**EXERCISE BRIEF:**
Each record below is to be reproduced without any change.
————
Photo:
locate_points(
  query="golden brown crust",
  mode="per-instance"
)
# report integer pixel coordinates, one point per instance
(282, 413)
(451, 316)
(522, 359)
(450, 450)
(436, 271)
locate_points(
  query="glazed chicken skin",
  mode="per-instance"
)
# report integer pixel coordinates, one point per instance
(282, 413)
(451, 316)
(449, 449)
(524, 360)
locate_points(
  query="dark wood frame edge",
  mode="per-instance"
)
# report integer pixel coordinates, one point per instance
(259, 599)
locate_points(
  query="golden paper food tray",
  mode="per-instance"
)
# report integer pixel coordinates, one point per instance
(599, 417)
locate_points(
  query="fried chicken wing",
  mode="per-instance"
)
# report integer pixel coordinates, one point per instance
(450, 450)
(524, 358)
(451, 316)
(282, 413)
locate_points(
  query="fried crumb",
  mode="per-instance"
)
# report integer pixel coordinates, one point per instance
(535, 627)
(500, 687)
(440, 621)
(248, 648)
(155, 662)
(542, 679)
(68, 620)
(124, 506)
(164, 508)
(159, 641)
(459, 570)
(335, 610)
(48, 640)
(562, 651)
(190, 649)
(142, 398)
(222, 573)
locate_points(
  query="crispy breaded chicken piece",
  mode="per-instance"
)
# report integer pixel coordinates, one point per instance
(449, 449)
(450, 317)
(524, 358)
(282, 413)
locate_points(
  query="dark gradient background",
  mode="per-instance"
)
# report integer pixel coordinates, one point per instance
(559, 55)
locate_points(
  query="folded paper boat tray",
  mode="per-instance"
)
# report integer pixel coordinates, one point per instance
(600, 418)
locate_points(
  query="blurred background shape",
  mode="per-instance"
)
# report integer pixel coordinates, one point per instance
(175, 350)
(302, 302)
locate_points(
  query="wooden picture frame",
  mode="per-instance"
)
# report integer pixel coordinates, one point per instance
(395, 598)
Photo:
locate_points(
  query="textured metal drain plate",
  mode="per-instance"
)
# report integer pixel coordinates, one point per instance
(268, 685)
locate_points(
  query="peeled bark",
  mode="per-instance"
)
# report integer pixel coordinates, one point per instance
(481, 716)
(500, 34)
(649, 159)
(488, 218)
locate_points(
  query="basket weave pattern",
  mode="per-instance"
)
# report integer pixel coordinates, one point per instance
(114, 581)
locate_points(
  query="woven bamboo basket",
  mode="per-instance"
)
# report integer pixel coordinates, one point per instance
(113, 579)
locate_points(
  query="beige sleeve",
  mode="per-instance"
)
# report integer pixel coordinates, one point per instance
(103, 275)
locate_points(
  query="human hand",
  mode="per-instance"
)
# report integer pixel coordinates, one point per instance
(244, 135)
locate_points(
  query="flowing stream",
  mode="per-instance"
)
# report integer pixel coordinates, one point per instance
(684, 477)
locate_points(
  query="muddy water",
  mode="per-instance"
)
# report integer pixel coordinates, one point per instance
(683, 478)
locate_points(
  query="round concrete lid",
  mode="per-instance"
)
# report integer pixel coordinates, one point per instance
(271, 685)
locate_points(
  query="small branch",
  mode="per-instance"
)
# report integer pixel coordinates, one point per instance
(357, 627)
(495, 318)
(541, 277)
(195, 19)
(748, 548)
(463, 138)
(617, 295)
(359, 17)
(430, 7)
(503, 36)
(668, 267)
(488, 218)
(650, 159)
————
**ANSWER TO THIS TASK:**
Photo:
locate_points(
  query="golden brown crust",
  mode="per-instance"
)
# report integer pixel coordinates, one point per instance
(282, 413)
(451, 316)
(522, 359)
(450, 450)
(436, 271)
locate_points(
  query="glazed chicken skin",
  mode="per-instance"
)
# report integer pixel coordinates, one point per instance
(282, 413)
(451, 316)
(449, 449)
(524, 360)
locate_points(
  query="dark wood frame edge",
  mode="per-instance"
)
# report integer pixel coordinates, one point per instance
(259, 599)
locate_points(
  query="golden paper food tray",
  mode="per-instance"
)
# report integer pixel coordinates, one point per instance
(599, 417)
locate_points(
  query="fried chicken wing",
  mode="per-instance"
)
# report integer pixel coordinates, one point per instance
(450, 450)
(524, 358)
(451, 316)
(282, 413)
locate_points(
  query="fried crumb",
  mode="per-instance"
)
# report integer pixel coordinates, one point per instance
(535, 627)
(500, 687)
(440, 621)
(248, 648)
(155, 662)
(542, 679)
(68, 620)
(124, 506)
(164, 508)
(159, 641)
(459, 570)
(335, 610)
(48, 640)
(562, 651)
(190, 649)
(142, 398)
(222, 573)
locate_points(
  query="crispy breaded chicken piece",
  mode="per-instance"
)
# report integer pixel coordinates, one point per instance
(449, 449)
(450, 317)
(524, 358)
(282, 413)
locate_points(
  query="dark gradient background",
  mode="per-instance"
)
# report integer pixel coordinates, one point per instance
(559, 55)
locate_points(
  query="folded paper boat tray",
  mode="per-instance"
)
# report integer pixel coordinates, one point per instance
(600, 418)
locate_points(
  query="blurred background shape",
  mode="per-instance"
)
# report integer pixel coordinates, one point per instance
(175, 350)
(302, 302)
locate_points(
  query="wooden picture frame",
  mode="per-instance"
)
# report integer pixel coordinates, one point per instance
(395, 598)
Photo:
locate_points(
  query="textured metal drain plate",
  mode="per-instance"
)
# report integer pixel coordinates, one point per instance
(268, 685)
locate_points(
  query="peeled bark",
  mode="per-instance"
)
# report integer pixel coordinates, one point per instance
(481, 716)
(500, 34)
(649, 159)
(488, 218)
locate_points(
  query="basket weave pattern",
  mode="per-instance"
)
# report integer pixel coordinates, one point per instance
(114, 581)
locate_points(
  query="woven bamboo basket",
  mode="per-instance"
)
# report integer pixel coordinates, one point per instance
(113, 579)
locate_points(
  query="beige sleeve",
  mode="per-instance"
)
# report integer pixel coordinates, one point per instance
(103, 275)
locate_points(
  query="human hand",
  mode="per-instance"
)
# report integer pixel coordinates, one point per instance
(244, 135)
locate_points(
  query="flowing stream",
  mode="per-instance"
)
# report integer pixel coordinates, one point per instance
(684, 477)
locate_points(
  query="muddy water",
  mode="per-instance"
)
# report integer pixel coordinates, one point per instance
(683, 478)
locate_points(
  query="round concrete lid",
  mode="per-instance"
)
# report integer pixel coordinates, one point per instance
(271, 685)
locate_points(
  query="small branch",
  mode="per-instance"
)
# report integer pixel coordinates, one point per instance
(357, 627)
(495, 318)
(541, 277)
(195, 19)
(748, 548)
(463, 138)
(617, 295)
(359, 17)
(430, 7)
(503, 36)
(668, 267)
(488, 218)
(650, 159)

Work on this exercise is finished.